[Document]
════
# Hydroponic clay pellets as aquarium substrate?



## snail

When I was at the garden center recently I saw large bags of clay balls for growing orchids and other plants using Hydroponics. It seemed like they might work as aquarium substrate or at least part of it. Has anyone else come across or tried using these?


----------



## Gizmo

I have never even heard of them, but you could run some tests by putting some in a bowl with water and testing the water after a few days. I suspect that they might have chemical additives that promote plant growth, but whether those additives are harmful to fish is a risk that might not be worth taking, in my opinion.


----------



## jrman83

Chunks of clay is commonly used in the bottom of planted tanks. More underneath than part of the substrate. The pro select stuff mentioned on here a lot is just clay, as is the safe-t sorb.


----------



## snail

They look like this:
Hydroton Clay Pellets > Hydroton Growing Media - 5 Liter Bag - 6 pounds
But the ones I saw were less expensive


----------



## Gizmo

Check what kind of chemical additives (if any) they add to the clay.


----------



## snail

I don't think they have any, the ferts etc get added to the water.


----------



## beaslbob

One thing to consider is the a 6 pound bag of that stuff is $26 or so.

a 50 pound bag of pc select was $8 a year ago.


----------



## snail

The price I saw it at was much cheaper than that. I've never seen pc select here, does it have any nutritional value for the plants like the iron content or is it just pretty?


----------



## beaslbob

From the pro choice manufacturer after soilmaster select was discontunied:



pro choice manufacturer said:


> Hi Bob,
> 
> Soilmaster Select and Pro's Choice Select is the same product, we just dropped the Soilmaster off the name.
> 
> I've attached information about the Select Charcoal and Select (red color). It's the same mineral, but the red Select has been cooked longer, which makes the particles hard and harder to break down. Good for aerating the soil, or high impact areas. If you're interested in purchasing the regular Pro's Choice Select, not the Charcoal since its been discontinued I can refer you to our distributor in AL:
> 
> ...
════
[Items]

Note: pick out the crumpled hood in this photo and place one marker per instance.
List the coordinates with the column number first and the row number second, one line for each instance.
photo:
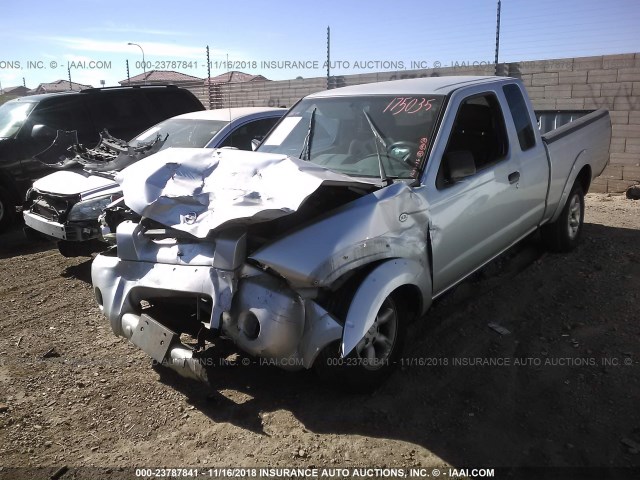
column 197, row 190
column 69, row 182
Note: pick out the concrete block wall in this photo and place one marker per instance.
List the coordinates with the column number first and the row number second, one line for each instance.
column 582, row 83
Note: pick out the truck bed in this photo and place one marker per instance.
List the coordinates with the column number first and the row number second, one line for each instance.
column 584, row 141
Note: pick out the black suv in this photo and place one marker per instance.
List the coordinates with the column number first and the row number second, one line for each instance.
column 28, row 125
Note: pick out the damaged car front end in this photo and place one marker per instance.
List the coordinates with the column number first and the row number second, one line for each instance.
column 311, row 252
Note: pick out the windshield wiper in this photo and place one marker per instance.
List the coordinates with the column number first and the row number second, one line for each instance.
column 378, row 137
column 305, row 154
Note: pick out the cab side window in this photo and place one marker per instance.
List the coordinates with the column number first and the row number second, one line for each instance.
column 477, row 141
column 65, row 114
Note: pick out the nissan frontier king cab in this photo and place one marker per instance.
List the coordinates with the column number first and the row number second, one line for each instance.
column 363, row 205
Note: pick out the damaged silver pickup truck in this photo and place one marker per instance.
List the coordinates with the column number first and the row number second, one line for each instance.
column 362, row 205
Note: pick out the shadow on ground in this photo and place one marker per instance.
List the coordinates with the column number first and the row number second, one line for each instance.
column 14, row 243
column 570, row 400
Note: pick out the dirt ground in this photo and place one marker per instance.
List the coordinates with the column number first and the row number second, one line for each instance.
column 560, row 388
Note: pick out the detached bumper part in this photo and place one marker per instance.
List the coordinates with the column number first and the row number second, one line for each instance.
column 163, row 345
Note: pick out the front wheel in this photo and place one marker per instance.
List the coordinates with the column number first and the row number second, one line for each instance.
column 7, row 210
column 374, row 357
column 563, row 234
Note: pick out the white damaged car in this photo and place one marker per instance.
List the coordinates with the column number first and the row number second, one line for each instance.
column 64, row 206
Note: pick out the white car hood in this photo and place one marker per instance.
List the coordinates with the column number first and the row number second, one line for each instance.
column 67, row 182
column 197, row 190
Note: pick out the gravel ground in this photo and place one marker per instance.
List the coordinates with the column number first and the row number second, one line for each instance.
column 560, row 387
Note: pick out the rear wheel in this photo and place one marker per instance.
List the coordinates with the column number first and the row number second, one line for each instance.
column 7, row 210
column 563, row 235
column 374, row 357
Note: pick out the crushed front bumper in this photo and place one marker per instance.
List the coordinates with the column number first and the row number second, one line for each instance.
column 59, row 231
column 287, row 329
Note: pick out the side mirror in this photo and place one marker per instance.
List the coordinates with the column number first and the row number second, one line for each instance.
column 460, row 165
column 42, row 132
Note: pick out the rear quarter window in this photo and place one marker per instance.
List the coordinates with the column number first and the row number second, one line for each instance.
column 171, row 102
column 520, row 115
column 123, row 113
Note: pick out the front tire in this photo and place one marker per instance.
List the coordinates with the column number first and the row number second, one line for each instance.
column 564, row 234
column 373, row 359
column 7, row 210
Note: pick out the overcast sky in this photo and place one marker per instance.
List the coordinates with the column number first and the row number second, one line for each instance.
column 259, row 37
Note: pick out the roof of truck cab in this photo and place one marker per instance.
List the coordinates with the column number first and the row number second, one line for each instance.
column 227, row 114
column 412, row 86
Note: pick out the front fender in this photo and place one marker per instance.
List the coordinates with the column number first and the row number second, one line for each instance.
column 373, row 290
════
[Short problem 1] From the forum thread on clay pellets as aquarium substrate, extract the passage starting with "One thing to" and going on through "it just pretty?".
[Short problem 2] Translate this sentence from the clay pellet thread into Spanish: "Check what kind of chemical additives (if any) they add to the clay."
[Short problem 3] Carry on the forum thread about clay pellets as aquarium substrate from the point where it stops.

[Task output 1]
One thing to consider is the a 6 pound bag of that stuff is $26 or so.

a 50 pound bag of pc select was $8 a year ago.


----------



## snail

The price I saw it at was much cheaper than that. I've never seen pc select here, does it have any nutritional value for the plants like the iron content or is it just pretty?

[Task output 2] Comprueba qué tipo de aditivos químicos (si los hay) le añaden a la arcilla.

[Task output 3]
> local source
> ...
> 
> Most aquarium owners preferred Select Charcoal because of its color. Since this product has been discontinued, the next closest thing is Turface's Pro League Gray. Turface's clay mine is just a few miles away from ours, so they're starting with a similar if not the same clay. Their sales people would be able to tell you more about how its processed though.
> 
> Thanks, and for your compliment too.
> 
> Paula





msds pro choice select from manufacturere said:


> Chemical Description: Si O2 74%
> Al2 O3 11%
> Fe2 O3 5%
> All other chemicals equal less than 5% and include traces
> CaO, MgO,K2O,Na2O,and TiO2


(both posted aug 10 2008 another forum)

The also gave me a local source which was a landscaping firm that did golf courses and so on. The firm had to order it and I got 4 50 pound bags for $8 per bag.

So I guess it does have some iron in it but that can be dosed very inexpensively. like $5 for a 10 year supply or so. 

Looks like no added nutrients. So any nutrient type action in my tanks must come from the peat moss (no much) or organics in the play sand.



my .02


----------



## snail

I just ask because for example in mineralized top soil you are supposed to add some clay. I guess it's a question of if the plants are able to access the iron, minerals etc that are locked in the stuff. Other than looks do you notice any difference between pro choice and plain gravel?


----------



## beaslbob

snail said:


> I just ask because for example in mineralized top soil you are supposed to add some clay. I guess it's a question of if the plants are able to access the iron, minerals etc that are locked in the stuff.* Other than looks do you notice any difference between pro choice and plain gravel*?


no.

I did test soilmaster select (and peat moss) in a test 1g jar and it did have an ability to "cloud" the water. It required I kill the lights for a week to clear up.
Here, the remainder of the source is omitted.